Work to complete>
According to the text on addiction and relationships, what is the most important relationship in an addicted person's life?

[Document excerpt]

Why A Relationship May Be Difficult For An Addict
An addiction is a relationship. When someone is addicted to a substance and/or a behavior, that person is in a relationship with their substance or behavior of choice, the same as if they were involved with a person. Further, the relationship with the object of their addiction is the most important relationship in his/her life. He or she will do anything to protect that relationship and keep it alive, i.e. deny it, lie about it, cover it up, minimize it, blame others, etc.
When a person with an addiction enters into a significant relationship, he or she is not entering into that relationship alone. Rather, he or she is bringing an already established important relationship into the new relationship. When someone who is in an already established significant relationship develops an addiction, he or she involves a third party in the relationship. In both of these scenarios the guiding principal of two’s company, three’s a crowd is impossible to uphold.
A relationship in which one or both individuals are engaged in an active addiction will be considered an unhealthy relationship. Having an addiction present in a relationship is having a toxin present in that relationship. Health is impossible. Addictions wreak havoc with our decision-making capacity. Inherent in the definition and understanding of addiction is that it is compulsive. Individuals with an addiction are no longer in control of their substance use or behavior. The substance use or behavior is controlling them.

[/Document excerpt]
[Supplied information]

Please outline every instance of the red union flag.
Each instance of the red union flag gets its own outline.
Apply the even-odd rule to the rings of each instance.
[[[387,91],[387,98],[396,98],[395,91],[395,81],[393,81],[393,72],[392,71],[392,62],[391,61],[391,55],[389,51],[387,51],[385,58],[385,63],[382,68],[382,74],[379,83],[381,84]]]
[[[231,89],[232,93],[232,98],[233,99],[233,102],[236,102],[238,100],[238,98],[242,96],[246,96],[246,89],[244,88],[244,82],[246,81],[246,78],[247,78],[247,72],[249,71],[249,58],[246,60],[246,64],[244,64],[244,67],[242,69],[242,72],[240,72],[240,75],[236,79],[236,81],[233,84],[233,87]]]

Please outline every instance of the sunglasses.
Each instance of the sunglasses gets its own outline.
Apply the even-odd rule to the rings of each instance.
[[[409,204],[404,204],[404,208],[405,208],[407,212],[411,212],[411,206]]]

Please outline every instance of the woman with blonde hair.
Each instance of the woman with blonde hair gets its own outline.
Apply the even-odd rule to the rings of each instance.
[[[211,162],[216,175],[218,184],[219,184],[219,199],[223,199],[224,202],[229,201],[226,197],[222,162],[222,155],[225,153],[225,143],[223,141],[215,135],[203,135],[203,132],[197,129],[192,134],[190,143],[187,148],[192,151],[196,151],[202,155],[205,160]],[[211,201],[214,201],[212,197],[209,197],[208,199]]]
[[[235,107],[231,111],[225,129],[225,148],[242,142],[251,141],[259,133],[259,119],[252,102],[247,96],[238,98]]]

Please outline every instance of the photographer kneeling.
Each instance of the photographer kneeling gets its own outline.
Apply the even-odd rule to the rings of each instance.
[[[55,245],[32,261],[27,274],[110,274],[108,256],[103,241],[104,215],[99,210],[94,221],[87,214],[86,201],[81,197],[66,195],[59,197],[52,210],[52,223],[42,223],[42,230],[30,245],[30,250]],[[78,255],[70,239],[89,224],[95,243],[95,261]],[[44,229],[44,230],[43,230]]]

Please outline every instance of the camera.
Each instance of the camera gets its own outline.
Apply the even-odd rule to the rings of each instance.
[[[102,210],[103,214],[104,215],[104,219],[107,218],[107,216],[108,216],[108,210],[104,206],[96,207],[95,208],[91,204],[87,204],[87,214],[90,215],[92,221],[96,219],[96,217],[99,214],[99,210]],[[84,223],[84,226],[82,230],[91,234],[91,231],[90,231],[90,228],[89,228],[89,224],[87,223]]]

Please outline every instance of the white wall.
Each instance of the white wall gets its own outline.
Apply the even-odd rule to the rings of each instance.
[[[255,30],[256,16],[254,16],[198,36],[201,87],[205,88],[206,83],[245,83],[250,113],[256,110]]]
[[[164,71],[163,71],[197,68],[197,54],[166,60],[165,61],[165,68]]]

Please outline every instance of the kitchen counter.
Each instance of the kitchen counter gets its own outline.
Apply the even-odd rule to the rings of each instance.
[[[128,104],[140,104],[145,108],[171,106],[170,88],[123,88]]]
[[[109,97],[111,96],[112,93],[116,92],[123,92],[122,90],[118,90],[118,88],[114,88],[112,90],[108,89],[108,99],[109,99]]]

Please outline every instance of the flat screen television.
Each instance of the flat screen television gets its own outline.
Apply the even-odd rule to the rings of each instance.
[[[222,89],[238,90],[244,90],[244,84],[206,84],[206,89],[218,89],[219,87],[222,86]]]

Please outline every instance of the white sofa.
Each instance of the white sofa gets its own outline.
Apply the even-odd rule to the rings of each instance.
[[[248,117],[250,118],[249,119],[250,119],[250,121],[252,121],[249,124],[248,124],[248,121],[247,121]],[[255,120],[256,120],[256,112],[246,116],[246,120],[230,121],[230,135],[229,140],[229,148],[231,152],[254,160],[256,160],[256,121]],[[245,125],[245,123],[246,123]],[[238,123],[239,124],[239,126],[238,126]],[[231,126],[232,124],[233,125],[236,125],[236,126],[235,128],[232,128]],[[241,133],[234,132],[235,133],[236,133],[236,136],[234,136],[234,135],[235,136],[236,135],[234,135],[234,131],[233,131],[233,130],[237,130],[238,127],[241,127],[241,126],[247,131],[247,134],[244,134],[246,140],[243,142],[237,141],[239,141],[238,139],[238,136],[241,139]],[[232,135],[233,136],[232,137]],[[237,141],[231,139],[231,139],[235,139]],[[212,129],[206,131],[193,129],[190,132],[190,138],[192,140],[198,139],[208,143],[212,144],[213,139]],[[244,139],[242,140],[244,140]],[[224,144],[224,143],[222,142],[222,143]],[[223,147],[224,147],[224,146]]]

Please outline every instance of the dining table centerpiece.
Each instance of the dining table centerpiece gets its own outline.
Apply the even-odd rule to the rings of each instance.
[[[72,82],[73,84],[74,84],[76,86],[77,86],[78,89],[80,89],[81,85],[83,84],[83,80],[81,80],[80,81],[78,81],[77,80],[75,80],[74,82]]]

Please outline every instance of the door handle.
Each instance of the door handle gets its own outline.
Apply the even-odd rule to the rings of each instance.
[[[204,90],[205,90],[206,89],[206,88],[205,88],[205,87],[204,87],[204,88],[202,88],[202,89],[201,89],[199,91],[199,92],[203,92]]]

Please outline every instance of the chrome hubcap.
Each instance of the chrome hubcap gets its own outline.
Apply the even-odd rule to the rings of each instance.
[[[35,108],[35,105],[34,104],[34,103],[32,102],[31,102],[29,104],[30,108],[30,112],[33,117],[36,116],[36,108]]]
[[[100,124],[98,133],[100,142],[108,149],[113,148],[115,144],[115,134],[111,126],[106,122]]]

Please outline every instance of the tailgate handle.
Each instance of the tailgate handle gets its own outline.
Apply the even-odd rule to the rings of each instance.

[/Supplied information]

Output of the task>
The relationship with the object of their addiction.